# WORK TO COMPLETE
Please show every line of the items below that contains the word "orange". Case counts.

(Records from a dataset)
======
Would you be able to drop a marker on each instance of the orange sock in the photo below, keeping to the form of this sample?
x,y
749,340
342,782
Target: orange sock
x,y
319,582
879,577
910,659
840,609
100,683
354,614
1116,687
======
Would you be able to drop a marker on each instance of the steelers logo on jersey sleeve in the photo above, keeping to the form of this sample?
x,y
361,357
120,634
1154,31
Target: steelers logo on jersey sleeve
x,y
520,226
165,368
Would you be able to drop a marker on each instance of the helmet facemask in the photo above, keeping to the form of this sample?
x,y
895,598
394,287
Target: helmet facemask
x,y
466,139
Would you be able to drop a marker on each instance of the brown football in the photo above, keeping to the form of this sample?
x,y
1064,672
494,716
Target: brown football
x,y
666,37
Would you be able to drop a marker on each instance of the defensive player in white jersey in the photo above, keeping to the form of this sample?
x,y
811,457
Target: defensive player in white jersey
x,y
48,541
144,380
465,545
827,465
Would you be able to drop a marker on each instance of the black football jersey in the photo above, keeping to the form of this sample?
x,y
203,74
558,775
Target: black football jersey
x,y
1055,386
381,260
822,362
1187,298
======
# CORRECT OUTPUT
Would you be able to drop a marker on each instance of the orange sock in the photo below, keeping to the form of this sample?
Target: orange sock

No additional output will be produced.